* _WORK INSTRUCTIONS_
Set down exactly the lines of the listing below, please, beginning with the first and ending with the line that holds "positive clicks: (114, 77)".

* _DATA EXTRACTS_
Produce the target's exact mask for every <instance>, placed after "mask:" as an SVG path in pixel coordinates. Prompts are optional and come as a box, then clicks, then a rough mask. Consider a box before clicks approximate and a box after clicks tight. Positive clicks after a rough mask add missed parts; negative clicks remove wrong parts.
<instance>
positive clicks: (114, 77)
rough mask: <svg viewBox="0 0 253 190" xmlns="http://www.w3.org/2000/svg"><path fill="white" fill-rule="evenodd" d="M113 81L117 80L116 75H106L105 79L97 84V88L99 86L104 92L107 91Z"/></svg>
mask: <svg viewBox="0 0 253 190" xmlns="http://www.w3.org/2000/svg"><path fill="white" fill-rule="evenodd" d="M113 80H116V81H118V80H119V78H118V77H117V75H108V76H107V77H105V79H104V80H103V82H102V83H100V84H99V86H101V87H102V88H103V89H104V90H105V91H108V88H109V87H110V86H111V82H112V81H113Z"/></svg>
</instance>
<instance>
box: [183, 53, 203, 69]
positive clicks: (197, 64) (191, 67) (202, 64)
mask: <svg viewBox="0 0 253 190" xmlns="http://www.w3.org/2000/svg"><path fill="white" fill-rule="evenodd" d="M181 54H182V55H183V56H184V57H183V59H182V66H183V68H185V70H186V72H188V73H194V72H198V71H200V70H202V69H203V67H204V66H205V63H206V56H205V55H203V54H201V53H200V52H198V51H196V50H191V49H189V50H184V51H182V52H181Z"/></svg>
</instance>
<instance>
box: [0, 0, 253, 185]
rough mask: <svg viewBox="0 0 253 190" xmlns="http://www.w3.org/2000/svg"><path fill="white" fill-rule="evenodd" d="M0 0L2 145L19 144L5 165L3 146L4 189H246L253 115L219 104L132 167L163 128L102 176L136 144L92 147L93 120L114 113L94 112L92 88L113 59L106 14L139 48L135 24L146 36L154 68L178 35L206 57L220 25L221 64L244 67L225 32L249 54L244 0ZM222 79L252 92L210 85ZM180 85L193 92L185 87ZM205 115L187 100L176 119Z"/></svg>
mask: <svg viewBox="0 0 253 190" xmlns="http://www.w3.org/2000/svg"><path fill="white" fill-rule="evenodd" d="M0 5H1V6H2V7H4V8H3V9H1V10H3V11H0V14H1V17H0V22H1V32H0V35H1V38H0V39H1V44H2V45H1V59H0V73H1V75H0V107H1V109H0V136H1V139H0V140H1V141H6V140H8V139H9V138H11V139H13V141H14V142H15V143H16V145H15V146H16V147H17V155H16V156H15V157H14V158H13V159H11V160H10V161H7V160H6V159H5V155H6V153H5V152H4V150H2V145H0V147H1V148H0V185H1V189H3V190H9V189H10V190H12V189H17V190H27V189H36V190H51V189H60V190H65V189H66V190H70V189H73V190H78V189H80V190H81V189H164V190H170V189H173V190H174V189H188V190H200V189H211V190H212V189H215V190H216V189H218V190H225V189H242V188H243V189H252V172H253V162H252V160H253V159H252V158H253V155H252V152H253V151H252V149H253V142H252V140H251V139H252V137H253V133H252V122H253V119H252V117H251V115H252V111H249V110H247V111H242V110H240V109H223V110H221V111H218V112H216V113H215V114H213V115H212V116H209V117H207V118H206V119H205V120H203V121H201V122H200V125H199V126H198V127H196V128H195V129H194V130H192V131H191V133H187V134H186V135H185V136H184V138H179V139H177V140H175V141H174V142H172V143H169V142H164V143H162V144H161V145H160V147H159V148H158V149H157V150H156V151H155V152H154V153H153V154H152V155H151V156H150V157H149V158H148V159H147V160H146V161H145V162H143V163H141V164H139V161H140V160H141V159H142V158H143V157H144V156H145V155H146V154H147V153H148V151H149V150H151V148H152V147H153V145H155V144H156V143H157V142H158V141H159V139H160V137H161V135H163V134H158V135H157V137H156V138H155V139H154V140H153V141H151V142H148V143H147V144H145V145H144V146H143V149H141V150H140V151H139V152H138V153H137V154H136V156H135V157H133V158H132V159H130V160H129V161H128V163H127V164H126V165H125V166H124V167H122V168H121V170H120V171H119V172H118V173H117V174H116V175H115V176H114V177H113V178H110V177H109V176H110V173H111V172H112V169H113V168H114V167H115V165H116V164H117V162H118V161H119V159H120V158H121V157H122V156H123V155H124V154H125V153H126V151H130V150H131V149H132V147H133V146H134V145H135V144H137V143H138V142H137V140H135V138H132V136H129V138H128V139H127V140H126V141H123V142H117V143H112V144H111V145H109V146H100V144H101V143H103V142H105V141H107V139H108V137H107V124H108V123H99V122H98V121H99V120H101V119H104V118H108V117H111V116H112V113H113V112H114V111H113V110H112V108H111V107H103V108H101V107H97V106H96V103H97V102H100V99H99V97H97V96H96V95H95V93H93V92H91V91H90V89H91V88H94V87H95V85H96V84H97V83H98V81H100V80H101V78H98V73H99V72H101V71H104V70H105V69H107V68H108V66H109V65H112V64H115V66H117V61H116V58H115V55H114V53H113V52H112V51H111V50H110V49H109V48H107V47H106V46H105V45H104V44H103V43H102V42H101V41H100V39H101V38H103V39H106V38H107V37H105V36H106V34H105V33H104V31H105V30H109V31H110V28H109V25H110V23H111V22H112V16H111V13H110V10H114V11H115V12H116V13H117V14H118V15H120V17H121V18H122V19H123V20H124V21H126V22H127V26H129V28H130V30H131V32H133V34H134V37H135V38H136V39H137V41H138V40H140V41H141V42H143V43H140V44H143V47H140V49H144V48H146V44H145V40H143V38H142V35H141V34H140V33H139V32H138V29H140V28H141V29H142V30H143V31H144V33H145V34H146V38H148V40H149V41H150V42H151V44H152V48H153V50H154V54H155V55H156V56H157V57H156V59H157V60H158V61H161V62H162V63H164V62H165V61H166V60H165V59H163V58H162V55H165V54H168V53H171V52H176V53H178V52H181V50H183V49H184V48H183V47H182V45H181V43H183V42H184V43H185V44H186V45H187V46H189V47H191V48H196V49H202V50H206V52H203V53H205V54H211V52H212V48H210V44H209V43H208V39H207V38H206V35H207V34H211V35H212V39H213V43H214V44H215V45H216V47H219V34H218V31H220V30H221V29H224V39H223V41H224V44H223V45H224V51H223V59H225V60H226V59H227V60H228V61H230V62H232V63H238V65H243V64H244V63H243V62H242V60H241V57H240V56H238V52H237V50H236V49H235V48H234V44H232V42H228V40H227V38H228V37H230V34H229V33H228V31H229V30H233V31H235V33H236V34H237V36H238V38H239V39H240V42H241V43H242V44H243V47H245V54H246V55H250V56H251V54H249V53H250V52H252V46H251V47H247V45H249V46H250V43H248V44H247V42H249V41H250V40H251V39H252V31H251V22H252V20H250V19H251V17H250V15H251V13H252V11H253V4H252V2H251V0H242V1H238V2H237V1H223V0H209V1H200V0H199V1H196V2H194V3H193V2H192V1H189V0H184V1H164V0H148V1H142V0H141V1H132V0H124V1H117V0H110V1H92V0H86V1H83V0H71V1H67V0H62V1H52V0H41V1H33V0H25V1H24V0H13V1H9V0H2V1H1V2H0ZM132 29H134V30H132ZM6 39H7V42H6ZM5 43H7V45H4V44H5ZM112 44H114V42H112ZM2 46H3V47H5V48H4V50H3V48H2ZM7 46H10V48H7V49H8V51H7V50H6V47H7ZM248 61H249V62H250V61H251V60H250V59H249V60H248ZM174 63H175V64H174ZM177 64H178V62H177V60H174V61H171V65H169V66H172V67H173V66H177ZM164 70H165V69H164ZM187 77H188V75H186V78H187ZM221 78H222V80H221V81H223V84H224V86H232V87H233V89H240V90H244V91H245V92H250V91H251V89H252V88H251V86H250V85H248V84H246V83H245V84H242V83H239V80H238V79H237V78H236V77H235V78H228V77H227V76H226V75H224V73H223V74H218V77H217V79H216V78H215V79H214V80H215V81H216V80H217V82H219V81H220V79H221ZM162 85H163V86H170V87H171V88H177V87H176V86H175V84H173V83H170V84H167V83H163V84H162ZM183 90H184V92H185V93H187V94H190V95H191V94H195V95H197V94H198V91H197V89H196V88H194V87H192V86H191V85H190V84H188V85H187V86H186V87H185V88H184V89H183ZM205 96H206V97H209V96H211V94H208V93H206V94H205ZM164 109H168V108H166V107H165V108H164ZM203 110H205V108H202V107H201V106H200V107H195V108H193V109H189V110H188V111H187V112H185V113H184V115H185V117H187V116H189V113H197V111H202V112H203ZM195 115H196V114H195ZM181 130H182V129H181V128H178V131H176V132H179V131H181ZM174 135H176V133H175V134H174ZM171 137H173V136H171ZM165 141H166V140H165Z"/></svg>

* _OUTPUT FOR THIS TASK_
Produce the target's exact mask for every <instance>, placed after "mask:" as an SVG path in pixel coordinates. Prompts are optional and come as a box, then clicks, then a rough mask. Consider a box before clicks approximate and a box after clicks tight. Positive clicks after a rough mask add missed parts; negative clicks remove wrong parts.
<instance>
positive clicks: (114, 77)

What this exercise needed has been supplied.